> _Text block_
-- Begin --
The above modifying step, step (3), uses an average that can be
embodied in different forms. The average as stated is the average
between two frames (current and previous frames). Alternatively, a
weighted average across n previous frames and the current frame
(n+1) may be utilized.
In another embodiment, the present invention may be embodied as a
method comprising the steps of:
(1) Receiving a current framer;
(2) Calculating a rear modulation signal of the current frame;
(3) Calculating a difference in intensity between the rear
modulation signal of the current frame and the rear modulation
signal of the previous frame. The difference in intensity is
calculated, for example, by subtracting each backlight element's
intensity in the current frame from the intensity of the same
backlight element in the previous frame. The intensity levels can
be computed, for example, based on the modulation signals
themselves, or an energization level of the backlight element
contained in the modulation signal, etc. (such computations may
include, for example, variables for individual differences in
backlight elements whether such differences are by design or
variances in manufacturing quality, etc).
(4a) If the difference in intensity between the rear modulation
signal of the current frame and the rear modulation signal of the
previous frame exceeds a predefined or dynamically computed
intensity difference criteria (e.g. a threshold or a rate), then
modifying the rear modulation signal of the current frame with a
pre-determined filtering limit R to obtain the actual rear
modulation signal for the current frame.
(4b) If the difference in intensity between the rear modulation
signal of the current frame and the rear modulation signal of the
previous frame does not exceed the predefined threshold, then
utilizing the rear modulation signal calculated in step (2) as the
actual desired rear modulation signal for the current frame.
Steps (3), (4a), and (4b) can be performed across the entire
backlight, or the backlight may be divided into areas with steps
(3), (4a), and (4b) applied on each area for each frame. The number
of areas which the steps are applied may be dynamic. Scenes may be
divided into two areas, some scenes may be efficiently divided into
several areas, while other scenes are more efficient, or produce
effective results when left as a single area. Further, the criteria
(e.g. threshold and/or rate) itself can be dynamic (e.g. based on
intensity or desired change of rear modulation signal).
Another exemplary temporal dampening approach is described in FIG.
2. At step 200, an image is received. The image is, for example, a
frame in a video received from a broadcast or from pre-recorded
material. A desired rear modulation signal 220 for the frame is
then calculated (e.g., calculated in step 210).
At step 215, a scene change detection is performed. The scene
change detection is performed, for example, by comparing the
desired rear modulation signal 220 to a previous rear modulation
signal (e.g., signal 225). The comparison may alternatively include
an integration across multiple previous frames or modulation
signals, and those previous frames or signals may be weighted so
that, for example, more recent frames have greater influence in the
comparison. If a scene change is detected, the desired rear
modulation signal is utilized for the current frame (step 230).
If a scene change is not detected, a comparison of the desired rear
modulation signal and the previous rear modulation signal is
performed. The comparison is, for example, an element-by-element
comparison of the backlight elements from the previous frame (e.g.,
contained in the previous rear modulation signal) vs. the current
frame (as contained in the calculated desired rear modulation
signal), illustrated at step 260. The comparison is then used to
determine if either a predetermined flare rate (step 262) or a
predetermined dimming rate (step 270) are exceeded.
-- End --
> _Supplied records_
-- Begin --
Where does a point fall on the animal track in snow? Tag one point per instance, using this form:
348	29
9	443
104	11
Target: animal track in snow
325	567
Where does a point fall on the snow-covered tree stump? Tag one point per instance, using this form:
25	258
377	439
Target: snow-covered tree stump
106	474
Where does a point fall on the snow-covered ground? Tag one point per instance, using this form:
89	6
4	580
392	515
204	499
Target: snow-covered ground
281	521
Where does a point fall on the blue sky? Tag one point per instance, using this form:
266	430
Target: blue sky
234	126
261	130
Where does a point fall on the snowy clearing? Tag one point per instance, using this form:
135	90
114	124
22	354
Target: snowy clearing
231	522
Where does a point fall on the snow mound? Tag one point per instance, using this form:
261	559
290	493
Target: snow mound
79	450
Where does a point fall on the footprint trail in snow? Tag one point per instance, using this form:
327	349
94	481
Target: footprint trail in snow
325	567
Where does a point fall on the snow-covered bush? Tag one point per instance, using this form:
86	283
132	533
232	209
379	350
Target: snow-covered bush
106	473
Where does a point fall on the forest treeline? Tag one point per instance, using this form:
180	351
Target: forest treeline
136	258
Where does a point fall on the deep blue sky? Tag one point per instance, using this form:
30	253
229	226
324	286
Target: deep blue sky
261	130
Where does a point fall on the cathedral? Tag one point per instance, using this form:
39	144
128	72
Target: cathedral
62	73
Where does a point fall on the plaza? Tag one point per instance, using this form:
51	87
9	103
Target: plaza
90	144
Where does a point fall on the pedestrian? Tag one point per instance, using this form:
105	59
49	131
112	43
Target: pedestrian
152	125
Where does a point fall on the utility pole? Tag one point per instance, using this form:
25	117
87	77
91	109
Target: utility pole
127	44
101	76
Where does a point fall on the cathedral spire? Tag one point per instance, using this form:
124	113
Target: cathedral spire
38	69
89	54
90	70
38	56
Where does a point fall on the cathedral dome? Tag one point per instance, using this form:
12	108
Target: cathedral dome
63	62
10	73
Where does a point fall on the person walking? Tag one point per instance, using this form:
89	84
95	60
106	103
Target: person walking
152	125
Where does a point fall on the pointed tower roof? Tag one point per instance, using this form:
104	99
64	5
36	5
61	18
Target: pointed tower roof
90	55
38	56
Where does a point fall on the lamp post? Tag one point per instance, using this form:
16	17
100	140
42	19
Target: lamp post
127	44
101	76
-- End --
> _What to work on_
- a) In the backlight modulation text, translate this sentence into Spanish: "If a scene change is detected, the desired rear modulation signal is utilized for the current frame (step 230)."
- b) Extend the backlight modulation text, starting right after its last sentence.
This material has no connection to the backlight modulation text.

> _Solved problems_
- a) Si se detecta un cambio de escena, se utiliza la señal de modulación trasera deseada para el fotograma actual (paso 230).

- b)
The flare rate and the dimming rate are set, for example, based on
the characteristics of the display which the dampening process is
implemented. The rates may be determined empirically from either
the display's specification, by experimental observation, or by a
combination of both. As an example, a display with a 60 Hz refresh
rate may carry a flare rate of 10 percent. Generally speaking, a
similar display having a refresh rate of 120 Hz would carry a flare
rate of 5 percent.
In other example embodiments, lower rates are utilized. For
example, a 5% rate on a 30 Hz display and indicative of an
implementation that takes 20 frames (approx. 2/3 of a second) to go
from a full black to a full white signal. Other factors that
influence the determination of the criteria (rate/threshold) are
the number of elements and dimensions, the optical spatial
characteristics (PSF), the limitations and capabilities of the
viewer (e.g., Human Visual System (HVS)), and the luminance range
of the display. Further, as noted above, the rate could be
determined dynamically based on all or some of these factors and
the content.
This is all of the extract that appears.